**What you need to do:**
Starting with the line that contains "Place one point per instance of the dry" and going on through the line that contains "Place one point per instance of the terrain", render the material as a JSON list of strings with one string per line. Leave out blank lines.

**Given records:**
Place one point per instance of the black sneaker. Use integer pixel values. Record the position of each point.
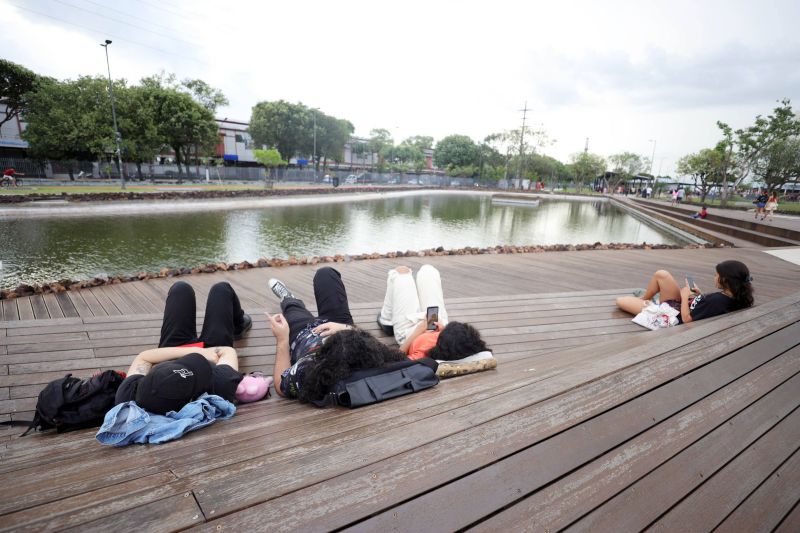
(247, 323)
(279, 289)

==

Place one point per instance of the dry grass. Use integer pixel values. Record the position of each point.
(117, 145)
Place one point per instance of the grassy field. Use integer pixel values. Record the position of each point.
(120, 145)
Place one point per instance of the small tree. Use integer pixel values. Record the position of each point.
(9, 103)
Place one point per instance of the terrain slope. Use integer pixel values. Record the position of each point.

**Solution to this exercise:**
[
  "Place one point per instance of the dry grass. Use integer pixel values. Record the position of each point.",
  "(117, 145)",
  "Place one point per instance of the grassy field. Use integer pixel values. Record the position of each point.",
  "(120, 145)",
  "Place one point per instance of the small tree. Use integer pixel values. Record the position of each point.",
  "(9, 103)",
  "Place one point per instance of the terrain slope. Use integer pixel values. Record the position of each point."
]